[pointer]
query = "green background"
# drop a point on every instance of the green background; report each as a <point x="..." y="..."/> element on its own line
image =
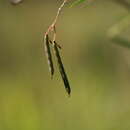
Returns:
<point x="98" y="69"/>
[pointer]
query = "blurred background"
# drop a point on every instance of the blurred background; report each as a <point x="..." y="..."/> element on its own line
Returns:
<point x="98" y="69"/>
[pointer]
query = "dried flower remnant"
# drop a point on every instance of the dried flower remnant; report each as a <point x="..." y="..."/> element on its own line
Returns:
<point x="47" y="41"/>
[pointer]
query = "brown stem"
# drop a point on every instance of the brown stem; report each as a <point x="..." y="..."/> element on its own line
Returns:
<point x="52" y="27"/>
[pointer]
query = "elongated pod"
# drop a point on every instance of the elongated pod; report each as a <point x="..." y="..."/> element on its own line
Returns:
<point x="48" y="54"/>
<point x="61" y="69"/>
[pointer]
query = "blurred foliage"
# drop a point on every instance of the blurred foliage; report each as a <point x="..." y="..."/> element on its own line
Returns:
<point x="98" y="70"/>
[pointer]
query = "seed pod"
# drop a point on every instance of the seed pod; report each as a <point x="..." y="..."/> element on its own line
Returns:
<point x="61" y="69"/>
<point x="48" y="54"/>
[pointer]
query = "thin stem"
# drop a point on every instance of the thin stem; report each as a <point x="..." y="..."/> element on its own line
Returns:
<point x="52" y="27"/>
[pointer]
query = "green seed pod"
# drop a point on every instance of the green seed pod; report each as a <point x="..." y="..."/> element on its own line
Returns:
<point x="48" y="54"/>
<point x="61" y="69"/>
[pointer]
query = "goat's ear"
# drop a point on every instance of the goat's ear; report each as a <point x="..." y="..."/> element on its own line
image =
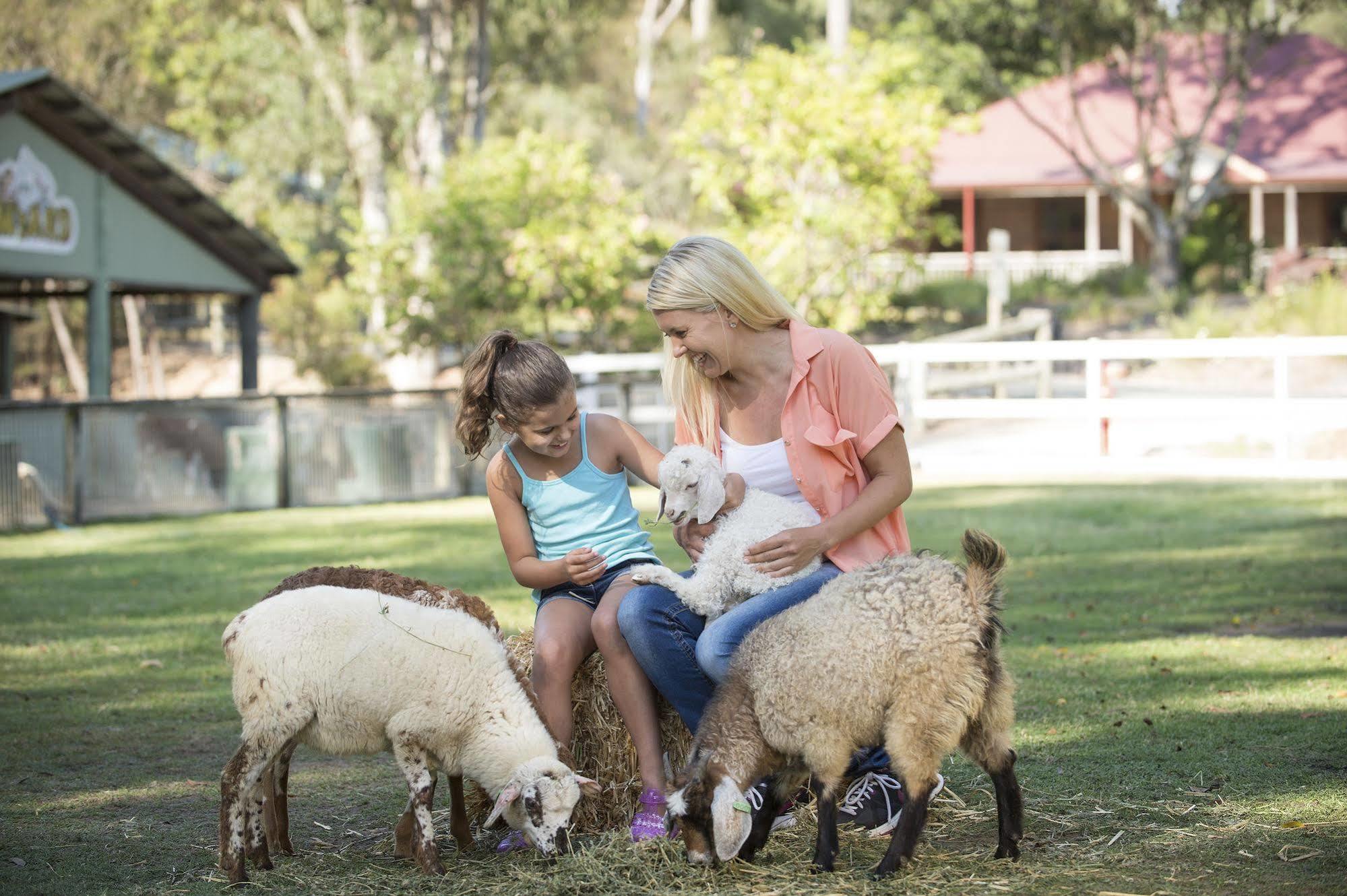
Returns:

*Problem requirements*
Write out all of the data above word for word, but leave out the pictures.

*Task answer*
[pointer]
query = "green background"
# drop a point on every instance of the green background; report each as a <point x="..." y="..."/> element on its own line
image =
Returns:
<point x="98" y="69"/>
[pointer]
query = "blurred background"
# drop a point on every instance of the blurred background; report each as a <point x="..." y="..."/> element on its own line
Returns:
<point x="98" y="69"/>
[pointer]
query = "dried flower remnant"
# drop a point on every instance of the dried flower remnant; report each as a <point x="..." y="..."/> element on its own line
Returns:
<point x="47" y="41"/>
[pointer]
query = "brown stem"
# drop a point on every instance of the brown stem; report each as a <point x="..." y="..."/> element on its own line
Returns:
<point x="52" y="27"/>
[pointer]
query = "elongated pod"
# drop a point on every instance of the elongated pod; report each as a <point x="..." y="..."/> element on its own line
Returns:
<point x="48" y="54"/>
<point x="61" y="69"/>
[pointer]
query = "blurred foliage"
# drop a point on every instance of the blurred foliage; report each as a <point x="..." y="..."/> element on its own line
Returns:
<point x="98" y="70"/>
[pointer]
query = "seed pod"
# drop a point on every instance of the seed pod; report each as a <point x="..." y="..."/> element on its own line
Returns:
<point x="61" y="69"/>
<point x="48" y="54"/>
[pointer]
query = "thin stem"
# drop a point on every instance of the thin stem; report each as a <point x="..." y="..."/> element on its own line
Returns:
<point x="52" y="27"/>
[pointer]
query = "green seed pod"
# drop a point on every instance of the green seed pod; report each as a <point x="..." y="..."/> element on its own line
Returns:
<point x="48" y="54"/>
<point x="61" y="69"/>
[pointer]
query = "goat's ear"
# drop a point on every instance of the goat's ear; report each as a <point x="..." y="..."/> element on its own line
image =
Returns:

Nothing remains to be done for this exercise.